* start RAW DATA *

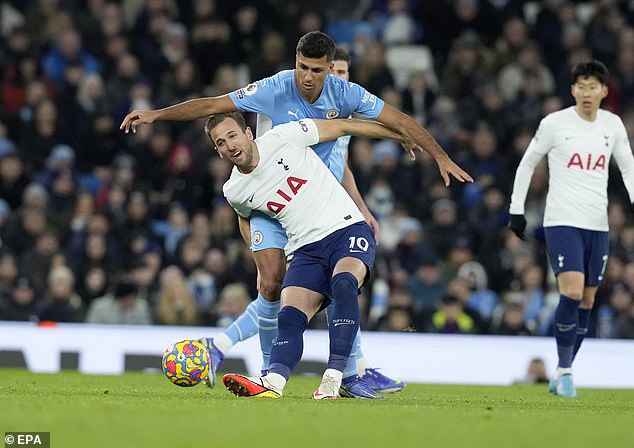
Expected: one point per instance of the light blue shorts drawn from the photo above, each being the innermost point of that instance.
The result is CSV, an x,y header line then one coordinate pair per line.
x,y
580,250
266,233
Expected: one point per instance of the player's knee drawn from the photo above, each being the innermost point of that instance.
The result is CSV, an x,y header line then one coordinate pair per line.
x,y
270,287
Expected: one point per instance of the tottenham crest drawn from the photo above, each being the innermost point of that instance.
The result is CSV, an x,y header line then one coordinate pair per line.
x,y
257,238
251,89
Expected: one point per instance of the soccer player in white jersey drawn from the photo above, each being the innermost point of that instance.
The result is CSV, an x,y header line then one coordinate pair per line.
x,y
306,92
333,247
579,142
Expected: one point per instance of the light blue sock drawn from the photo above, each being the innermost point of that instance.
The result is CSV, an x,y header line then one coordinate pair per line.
x,y
267,314
244,326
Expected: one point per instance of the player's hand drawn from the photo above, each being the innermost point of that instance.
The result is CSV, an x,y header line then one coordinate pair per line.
x,y
449,167
517,223
411,147
372,222
137,117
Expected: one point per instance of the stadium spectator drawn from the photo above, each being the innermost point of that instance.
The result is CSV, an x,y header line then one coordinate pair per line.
x,y
176,305
21,305
61,302
122,306
13,176
232,303
450,318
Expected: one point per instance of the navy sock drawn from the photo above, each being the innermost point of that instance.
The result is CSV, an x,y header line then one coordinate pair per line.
x,y
351,366
583,322
566,329
345,319
289,345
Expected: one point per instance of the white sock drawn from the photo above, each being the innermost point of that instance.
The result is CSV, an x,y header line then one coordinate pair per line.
x,y
336,374
223,343
276,381
362,364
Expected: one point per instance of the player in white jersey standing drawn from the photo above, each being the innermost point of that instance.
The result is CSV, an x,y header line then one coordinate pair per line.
x,y
280,175
579,142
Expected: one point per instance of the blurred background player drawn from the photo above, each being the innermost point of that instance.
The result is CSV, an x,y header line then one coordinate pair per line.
x,y
306,92
579,141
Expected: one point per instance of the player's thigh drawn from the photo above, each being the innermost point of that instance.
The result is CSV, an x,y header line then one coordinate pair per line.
x,y
354,266
353,250
570,284
266,233
305,300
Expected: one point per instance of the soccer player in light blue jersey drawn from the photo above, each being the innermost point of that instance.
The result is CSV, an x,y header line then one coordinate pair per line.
x,y
308,91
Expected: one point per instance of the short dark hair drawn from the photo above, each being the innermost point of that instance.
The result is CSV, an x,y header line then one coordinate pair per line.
x,y
215,119
341,55
315,45
590,68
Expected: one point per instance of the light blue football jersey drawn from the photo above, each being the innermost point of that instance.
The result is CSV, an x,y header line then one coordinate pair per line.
x,y
278,98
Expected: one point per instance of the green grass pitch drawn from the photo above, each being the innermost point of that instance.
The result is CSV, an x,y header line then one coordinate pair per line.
x,y
146,410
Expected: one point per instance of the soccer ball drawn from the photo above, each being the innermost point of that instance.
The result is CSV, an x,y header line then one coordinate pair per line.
x,y
186,363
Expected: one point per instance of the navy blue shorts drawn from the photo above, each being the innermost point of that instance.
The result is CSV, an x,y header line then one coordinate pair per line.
x,y
574,249
313,264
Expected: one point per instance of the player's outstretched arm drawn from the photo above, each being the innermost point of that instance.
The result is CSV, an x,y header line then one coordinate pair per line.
x,y
185,111
407,127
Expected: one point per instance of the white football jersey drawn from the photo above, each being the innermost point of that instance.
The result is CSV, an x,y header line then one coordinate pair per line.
x,y
579,153
292,184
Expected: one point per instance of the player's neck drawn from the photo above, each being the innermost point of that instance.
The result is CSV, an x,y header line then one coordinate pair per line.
x,y
589,115
309,97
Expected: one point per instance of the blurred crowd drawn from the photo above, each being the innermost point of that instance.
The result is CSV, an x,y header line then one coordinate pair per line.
x,y
105,227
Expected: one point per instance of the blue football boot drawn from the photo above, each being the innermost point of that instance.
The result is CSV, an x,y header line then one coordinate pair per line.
x,y
381,383
354,387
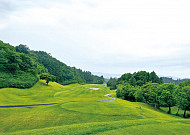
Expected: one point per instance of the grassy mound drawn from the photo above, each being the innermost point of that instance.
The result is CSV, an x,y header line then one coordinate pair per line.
x,y
79,111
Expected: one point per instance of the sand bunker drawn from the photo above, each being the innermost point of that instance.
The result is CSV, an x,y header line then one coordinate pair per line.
x,y
94,88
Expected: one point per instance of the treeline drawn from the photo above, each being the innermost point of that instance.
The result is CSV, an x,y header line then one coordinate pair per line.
x,y
65,74
170,80
17,70
136,79
151,90
21,67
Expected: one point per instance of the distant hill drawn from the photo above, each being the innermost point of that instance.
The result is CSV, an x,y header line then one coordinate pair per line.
x,y
20,67
107,75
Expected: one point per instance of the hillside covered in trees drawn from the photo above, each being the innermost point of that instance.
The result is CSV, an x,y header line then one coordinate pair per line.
x,y
136,79
21,67
147,87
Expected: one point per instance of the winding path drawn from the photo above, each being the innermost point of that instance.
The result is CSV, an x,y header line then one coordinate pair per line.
x,y
28,106
107,95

* end RAW DATA *

WHAT YOU WILL DO:
Reproduce the lines of the entries above exactly, but only from the line containing "Expected: one point per instance of the hillside" through the final line.

IN RESPONSE:
Expected: one point per instance of the hillside covered in trees drawn from the photo above, each being the innermost point of that instance.
The result is CSV, an x,y header line then one coordinate pair per line.
x,y
136,79
21,67
147,87
Expected: one point per instance of the winding path drawn from the photo above, each being the innermost point of that instance.
The result is CSV, an x,y header line then one coordinate pair per line.
x,y
28,106
107,95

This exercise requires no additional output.